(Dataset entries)
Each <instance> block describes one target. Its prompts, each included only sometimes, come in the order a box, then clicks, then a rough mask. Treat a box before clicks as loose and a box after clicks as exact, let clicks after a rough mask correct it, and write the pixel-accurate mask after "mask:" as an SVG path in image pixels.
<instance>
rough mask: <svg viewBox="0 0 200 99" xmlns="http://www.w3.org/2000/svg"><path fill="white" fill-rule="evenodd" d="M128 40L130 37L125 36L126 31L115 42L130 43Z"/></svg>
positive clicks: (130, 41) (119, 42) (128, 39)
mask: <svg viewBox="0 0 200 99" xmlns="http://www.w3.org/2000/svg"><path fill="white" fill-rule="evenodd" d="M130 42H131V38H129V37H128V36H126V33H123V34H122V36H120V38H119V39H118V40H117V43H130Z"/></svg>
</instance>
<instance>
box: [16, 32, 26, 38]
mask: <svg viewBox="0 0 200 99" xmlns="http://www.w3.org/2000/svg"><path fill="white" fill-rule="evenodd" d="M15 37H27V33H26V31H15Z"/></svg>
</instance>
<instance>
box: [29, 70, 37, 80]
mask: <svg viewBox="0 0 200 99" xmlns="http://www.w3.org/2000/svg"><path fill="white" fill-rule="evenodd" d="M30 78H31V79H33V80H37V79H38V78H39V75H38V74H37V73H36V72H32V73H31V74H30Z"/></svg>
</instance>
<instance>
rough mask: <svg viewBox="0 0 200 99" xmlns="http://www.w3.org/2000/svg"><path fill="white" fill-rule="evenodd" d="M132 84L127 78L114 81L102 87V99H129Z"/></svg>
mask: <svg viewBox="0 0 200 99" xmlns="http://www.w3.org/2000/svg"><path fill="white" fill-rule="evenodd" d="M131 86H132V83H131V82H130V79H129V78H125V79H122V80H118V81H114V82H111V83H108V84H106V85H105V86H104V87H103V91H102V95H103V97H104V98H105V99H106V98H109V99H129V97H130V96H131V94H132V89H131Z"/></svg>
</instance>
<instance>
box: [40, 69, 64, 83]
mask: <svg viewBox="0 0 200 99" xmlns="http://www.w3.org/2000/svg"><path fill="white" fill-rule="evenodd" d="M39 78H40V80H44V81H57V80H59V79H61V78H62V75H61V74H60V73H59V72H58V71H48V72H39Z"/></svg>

# What is needed:
Output each record above exactly, omitting nothing.

# Output:
Each <instance> block describes one target. Its prompts, each included only sometimes, come in the order a box, then clicks, then a rough mask. Treat a box before clicks as loose and a box after clicks as exact, let clicks after a rough mask correct it, and write the pixel-accurate mask after "mask:" as an SVG path in image pixels.
<instance>
rough mask: <svg viewBox="0 0 200 99" xmlns="http://www.w3.org/2000/svg"><path fill="white" fill-rule="evenodd" d="M128 40L130 37L125 36L126 31L115 42L130 43Z"/></svg>
positive clicks: (130, 41) (119, 42) (128, 39)
mask: <svg viewBox="0 0 200 99" xmlns="http://www.w3.org/2000/svg"><path fill="white" fill-rule="evenodd" d="M130 42H131V38H129V37H128V36H126V33H123V34H122V36H120V38H119V39H118V40H117V43H130Z"/></svg>
</instance>
<instance>
box: [16, 32, 26, 38]
mask: <svg viewBox="0 0 200 99" xmlns="http://www.w3.org/2000/svg"><path fill="white" fill-rule="evenodd" d="M15 37H27V33H26V31H15Z"/></svg>
</instance>
<instance>
box: [29, 70, 37, 80]
mask: <svg viewBox="0 0 200 99" xmlns="http://www.w3.org/2000/svg"><path fill="white" fill-rule="evenodd" d="M30 78H31V79H33V80H37V79H38V78H39V75H38V74H37V73H36V72H32V73H31V74H30Z"/></svg>
</instance>
<instance>
rough mask: <svg viewBox="0 0 200 99" xmlns="http://www.w3.org/2000/svg"><path fill="white" fill-rule="evenodd" d="M132 84L127 78L114 81L102 87V99H129Z"/></svg>
mask: <svg viewBox="0 0 200 99" xmlns="http://www.w3.org/2000/svg"><path fill="white" fill-rule="evenodd" d="M131 86H132V83H131V82H130V79H129V78H125V79H122V80H118V81H114V82H111V83H108V84H106V85H105V86H104V87H103V91H102V95H103V97H104V98H105V99H106V98H109V99H129V97H130V96H131V94H132V89H131Z"/></svg>
</instance>
<instance>
box: [40, 69, 64, 83]
mask: <svg viewBox="0 0 200 99" xmlns="http://www.w3.org/2000/svg"><path fill="white" fill-rule="evenodd" d="M39 78H40V80H44V81H57V80H59V79H61V78H62V75H61V74H60V73H59V72H58V71H48V72H39Z"/></svg>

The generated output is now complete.